-- The input start --
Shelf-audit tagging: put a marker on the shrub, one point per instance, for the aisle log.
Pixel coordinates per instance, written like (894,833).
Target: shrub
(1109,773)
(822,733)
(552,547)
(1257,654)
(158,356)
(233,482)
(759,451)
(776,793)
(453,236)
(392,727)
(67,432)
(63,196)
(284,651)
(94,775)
-- The input end --
_What you will do_: Print the material above again line for line, keeping every character as it stands.

_Reply to the exercise_:
Shelf-audit tagging: put a marker on the shrub, one point per instance, for the aisle log.
Pixel coordinates per instance, written like (894,833).
Target: shrub
(1109,773)
(822,733)
(552,547)
(1257,654)
(158,356)
(233,482)
(759,451)
(776,793)
(453,236)
(392,727)
(67,432)
(63,196)
(284,651)
(94,775)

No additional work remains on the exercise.